SHORT PROBLEM: From the line with "trace the outline of every instance of the overcast" through the final line, please write out the listing exactly, including both of those lines.

SUPPLIED DATA:
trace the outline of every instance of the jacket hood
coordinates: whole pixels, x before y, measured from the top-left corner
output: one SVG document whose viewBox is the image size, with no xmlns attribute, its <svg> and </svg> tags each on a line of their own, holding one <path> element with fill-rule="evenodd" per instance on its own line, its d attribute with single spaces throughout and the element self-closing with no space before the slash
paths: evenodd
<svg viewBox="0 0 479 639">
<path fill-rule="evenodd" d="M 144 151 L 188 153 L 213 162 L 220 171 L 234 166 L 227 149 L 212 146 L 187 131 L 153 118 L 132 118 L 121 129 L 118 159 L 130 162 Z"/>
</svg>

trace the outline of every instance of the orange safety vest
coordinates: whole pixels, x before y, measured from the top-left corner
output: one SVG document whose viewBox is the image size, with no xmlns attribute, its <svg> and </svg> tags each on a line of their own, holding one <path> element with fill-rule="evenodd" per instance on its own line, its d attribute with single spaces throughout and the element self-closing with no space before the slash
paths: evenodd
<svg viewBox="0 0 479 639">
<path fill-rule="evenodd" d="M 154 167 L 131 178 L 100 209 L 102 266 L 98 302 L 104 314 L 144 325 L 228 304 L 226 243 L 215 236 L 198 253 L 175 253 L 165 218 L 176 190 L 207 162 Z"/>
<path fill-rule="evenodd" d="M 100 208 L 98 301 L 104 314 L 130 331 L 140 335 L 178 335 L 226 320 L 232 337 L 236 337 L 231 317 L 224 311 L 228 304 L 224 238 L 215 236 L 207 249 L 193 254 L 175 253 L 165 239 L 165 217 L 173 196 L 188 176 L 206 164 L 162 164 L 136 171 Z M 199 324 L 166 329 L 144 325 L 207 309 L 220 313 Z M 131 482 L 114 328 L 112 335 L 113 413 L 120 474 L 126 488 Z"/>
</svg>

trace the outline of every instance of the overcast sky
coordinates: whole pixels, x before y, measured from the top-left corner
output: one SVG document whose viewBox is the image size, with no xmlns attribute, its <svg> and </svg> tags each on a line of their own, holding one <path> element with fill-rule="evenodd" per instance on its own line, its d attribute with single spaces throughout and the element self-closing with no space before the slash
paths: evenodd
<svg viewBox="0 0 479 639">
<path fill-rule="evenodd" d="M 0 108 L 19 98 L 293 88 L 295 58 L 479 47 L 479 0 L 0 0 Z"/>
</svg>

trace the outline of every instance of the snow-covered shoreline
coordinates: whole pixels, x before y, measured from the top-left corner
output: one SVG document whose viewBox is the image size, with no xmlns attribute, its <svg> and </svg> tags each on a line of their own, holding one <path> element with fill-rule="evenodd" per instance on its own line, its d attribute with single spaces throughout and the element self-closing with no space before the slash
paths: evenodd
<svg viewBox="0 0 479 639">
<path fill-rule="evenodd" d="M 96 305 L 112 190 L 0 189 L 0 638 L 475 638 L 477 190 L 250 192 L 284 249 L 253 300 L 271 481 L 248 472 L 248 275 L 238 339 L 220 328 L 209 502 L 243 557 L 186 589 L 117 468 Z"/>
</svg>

THE OUTPUT:
trace the outline of every instance of the overcast sky
coordinates: whole pixels, x before y, measured from the top-left corner
output: one SVG document whose viewBox is the image size, with no xmlns attribute, its <svg> and </svg> tags each on a line of their own, holding one <path> element with fill-rule="evenodd" per instance on its own line, its d attribute with single spaces throughout and the element self-closing with no space before the slash
paths: evenodd
<svg viewBox="0 0 479 639">
<path fill-rule="evenodd" d="M 0 108 L 19 98 L 293 88 L 295 58 L 479 47 L 479 0 L 0 0 Z"/>
</svg>

trace the outline of every instance of the snow-covered shoreline
coordinates: whole pixels, x before y, measured from the top-left corner
output: one SVG document whose viewBox is the image size, with no xmlns attribute, its <svg> and </svg> tags each on a line of their own, holding one <path> element with fill-rule="evenodd" per instance on its own line, its d attribute with single spaces throughout and the element self-closing with no space before the slash
paths: evenodd
<svg viewBox="0 0 479 639">
<path fill-rule="evenodd" d="M 96 305 L 112 190 L 0 189 L 0 638 L 475 638 L 477 190 L 250 192 L 284 249 L 253 300 L 271 481 L 248 472 L 248 275 L 238 339 L 220 328 L 209 502 L 243 557 L 186 589 L 117 468 Z"/>
</svg>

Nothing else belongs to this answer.